▼
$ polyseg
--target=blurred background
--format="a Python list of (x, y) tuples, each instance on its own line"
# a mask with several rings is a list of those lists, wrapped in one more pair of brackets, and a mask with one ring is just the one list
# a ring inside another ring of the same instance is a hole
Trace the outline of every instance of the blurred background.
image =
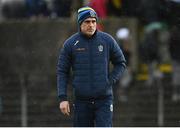
[(180, 126), (180, 0), (0, 0), (0, 126), (72, 126), (59, 110), (56, 64), (86, 5), (127, 59), (114, 126)]

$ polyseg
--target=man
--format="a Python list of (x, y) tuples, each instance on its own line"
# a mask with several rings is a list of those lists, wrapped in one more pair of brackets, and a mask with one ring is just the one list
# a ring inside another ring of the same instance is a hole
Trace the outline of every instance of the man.
[[(63, 114), (70, 114), (66, 92), (72, 69), (76, 127), (112, 126), (112, 87), (126, 67), (124, 55), (116, 41), (109, 34), (96, 29), (97, 20), (97, 14), (92, 8), (80, 8), (79, 32), (65, 41), (58, 58), (59, 108)], [(110, 61), (114, 65), (111, 73)]]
▲
#### [WHAT IS REQUIRED]
Please rewrite the material above as a numbered list with one line per item, skipping blank lines and leaving out the pictures.

#### [FINISHED ANSWER]
1. $ polyseg
2. --target=blurred background
3. --format="a Python list of (x, y) tuples, each instance on its own line"
4. # a mask with several rings is a list of those lists, wrapped in one more pair of brackets, and a mask with one ring is just the one list
5. # a ring inside another ring of the same instance is a hole
6. Trace the outline of every instance of the blurred background.
7. image =
8. [(180, 126), (180, 0), (0, 0), (0, 126), (72, 126), (59, 110), (56, 64), (86, 5), (127, 59), (114, 126)]
9. $ polyseg
10. --target=man
11. --format="a Python list of (x, y) tuples, each instance on its own line"
12. # a mask with several rings is a list of those lists, wrapped in one more pair of brackets, and a mask with one ring is just the one list
13. # a ring inside another ring of the same instance is a hole
14. Trace the outline of every instance of the man.
15. [[(63, 114), (70, 114), (66, 92), (72, 69), (76, 127), (112, 126), (112, 87), (126, 67), (124, 55), (116, 41), (109, 34), (96, 29), (97, 20), (97, 14), (92, 8), (80, 8), (79, 32), (65, 41), (58, 58), (59, 108)], [(110, 61), (114, 65), (111, 73)]]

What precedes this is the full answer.